**DATA PROVIDED:**

- - - -

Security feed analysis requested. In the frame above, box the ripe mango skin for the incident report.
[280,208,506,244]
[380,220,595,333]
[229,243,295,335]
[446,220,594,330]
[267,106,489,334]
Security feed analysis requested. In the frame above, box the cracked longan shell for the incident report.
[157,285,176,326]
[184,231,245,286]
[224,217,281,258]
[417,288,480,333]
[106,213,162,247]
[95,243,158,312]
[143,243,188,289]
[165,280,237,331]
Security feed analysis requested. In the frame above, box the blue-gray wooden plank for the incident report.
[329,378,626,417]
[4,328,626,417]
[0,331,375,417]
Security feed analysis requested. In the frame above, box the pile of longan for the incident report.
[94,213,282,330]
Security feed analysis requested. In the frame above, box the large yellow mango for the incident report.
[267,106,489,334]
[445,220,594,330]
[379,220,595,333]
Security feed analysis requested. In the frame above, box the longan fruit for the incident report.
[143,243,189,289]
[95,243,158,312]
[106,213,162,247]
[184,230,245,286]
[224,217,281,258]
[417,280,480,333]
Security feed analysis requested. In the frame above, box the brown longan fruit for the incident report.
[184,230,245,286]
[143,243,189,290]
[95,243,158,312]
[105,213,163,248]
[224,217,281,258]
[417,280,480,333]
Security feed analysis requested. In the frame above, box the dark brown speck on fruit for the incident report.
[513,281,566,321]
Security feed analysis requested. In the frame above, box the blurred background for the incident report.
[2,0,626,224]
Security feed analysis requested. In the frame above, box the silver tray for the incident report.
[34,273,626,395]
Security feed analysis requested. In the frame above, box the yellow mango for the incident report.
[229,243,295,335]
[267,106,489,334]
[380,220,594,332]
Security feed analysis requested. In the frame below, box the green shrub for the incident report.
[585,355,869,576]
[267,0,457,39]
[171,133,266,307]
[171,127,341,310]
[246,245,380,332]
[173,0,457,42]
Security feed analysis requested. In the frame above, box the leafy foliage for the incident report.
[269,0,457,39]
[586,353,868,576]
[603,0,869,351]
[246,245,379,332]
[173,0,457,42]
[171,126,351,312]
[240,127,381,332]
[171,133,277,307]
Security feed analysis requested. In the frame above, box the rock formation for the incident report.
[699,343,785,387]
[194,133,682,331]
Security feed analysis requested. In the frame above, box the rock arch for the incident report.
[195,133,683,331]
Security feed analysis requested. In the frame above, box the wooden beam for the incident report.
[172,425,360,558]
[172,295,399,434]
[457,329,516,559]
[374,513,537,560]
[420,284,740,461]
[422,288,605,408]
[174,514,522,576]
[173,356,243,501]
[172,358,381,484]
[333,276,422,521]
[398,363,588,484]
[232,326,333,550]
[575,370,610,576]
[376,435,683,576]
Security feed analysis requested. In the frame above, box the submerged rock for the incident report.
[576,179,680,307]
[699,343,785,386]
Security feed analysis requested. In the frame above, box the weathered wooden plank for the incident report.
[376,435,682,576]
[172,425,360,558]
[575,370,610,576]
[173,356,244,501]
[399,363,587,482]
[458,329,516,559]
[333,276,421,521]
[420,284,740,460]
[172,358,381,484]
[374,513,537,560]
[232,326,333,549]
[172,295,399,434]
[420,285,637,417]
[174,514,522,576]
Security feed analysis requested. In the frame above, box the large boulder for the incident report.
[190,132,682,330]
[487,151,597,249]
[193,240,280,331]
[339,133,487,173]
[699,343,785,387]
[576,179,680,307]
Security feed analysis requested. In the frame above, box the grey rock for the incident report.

- - - -

**WHAT IS BEING ASKED:** Repeat this material verbatim.

**WRITTEN ANSWER:**
Security feed analysis requested. In the frame above, box the ripe mango skin for the incident report.
[280,208,506,244]
[380,220,595,333]
[229,243,295,335]
[446,220,594,330]
[267,106,489,334]
Security feed analysis requested. In the frame above, box the cracked longan shell for the incident report.
[157,285,176,326]
[184,231,245,286]
[224,217,281,258]
[417,288,480,333]
[106,213,162,247]
[95,243,158,312]
[143,243,188,289]
[165,280,237,331]
Security feed analysis requested. In the frame above, box the blue-gray wooden plank for the incident report.
[329,378,626,417]
[4,328,626,417]
[0,331,375,417]
Security feed analysis requested. In the frame above, box the pile of longan for the incident report.
[94,213,282,330]
Security feed analysis requested. In the frame above, box the large yellow mango for the incident report.
[267,106,489,334]
[445,220,594,330]
[379,220,595,333]
Security feed analysis requested. In the frame above, box the longan fruit for the incident report.
[143,243,189,289]
[95,243,158,312]
[106,213,162,247]
[184,230,245,286]
[224,217,281,258]
[417,280,480,333]
Security feed analysis requested. In the frame above, box the brown longan fruit for the incident report.
[184,230,245,286]
[143,243,189,290]
[95,243,158,312]
[105,213,163,248]
[224,217,281,258]
[417,280,480,333]
Security feed analysis requested. In the frame above, box the dark brown speck on fruit for the incident report.
[513,281,566,321]
Security feed analysis requested. In the frame above, box the blurred background for the incident report.
[2,0,626,224]
Security feed analysis requested. In the frame above, box the silver tray for the incident report.
[34,273,626,395]
Security feed analysis requested. In the frame above, box the yellow mango for the incident report.
[229,243,295,335]
[267,106,489,334]
[380,220,594,332]
Security feed analysis requested. In the frame below, box the green shrub for the incident report.
[585,355,869,576]
[267,0,457,39]
[171,133,266,307]
[171,127,341,310]
[246,245,380,332]
[173,0,457,42]
Security feed analysis requested. In the frame above, box the leafy foliage for the incident report.
[269,0,457,39]
[586,353,868,576]
[603,0,869,351]
[246,245,379,332]
[173,0,457,42]
[171,126,351,312]
[240,127,381,332]
[171,133,277,307]
Security feed analysis requested. In the frame above, box the rock formation for the incident report.
[699,343,785,387]
[194,133,682,331]
Security feed analysis requested. In the frame above, box the rock arch for the incident report.
[195,133,683,331]
Security feed analysis requested. In the frame above, box the wooden beam for the incident report.
[172,425,360,558]
[172,295,399,434]
[457,329,516,559]
[374,513,537,560]
[420,284,740,461]
[422,288,605,408]
[174,514,522,576]
[173,356,243,501]
[172,358,381,484]
[333,276,422,521]
[398,363,588,484]
[232,326,333,550]
[575,370,610,576]
[376,435,683,576]
Security feed analysis requested. In the frame above, box the submerged rock for the incident report.
[576,179,680,307]
[699,343,785,386]
Security feed analysis requested. In the frame above, box the weathered wooden plank for the incident report.
[376,435,682,576]
[172,425,360,558]
[575,370,610,576]
[173,356,244,501]
[399,363,587,482]
[458,329,516,559]
[333,276,421,521]
[420,284,740,460]
[172,358,381,484]
[374,513,537,560]
[232,326,333,549]
[172,295,399,434]
[420,285,637,417]
[174,514,522,576]
Security feed analysis requested. In the frame above, box the large boulder for the incident report.
[190,132,682,330]
[487,151,597,249]
[193,240,280,331]
[339,133,487,173]
[699,343,785,387]
[576,179,680,307]
Security feed analysis requested. In the frame above, box the grey rock for the incident report.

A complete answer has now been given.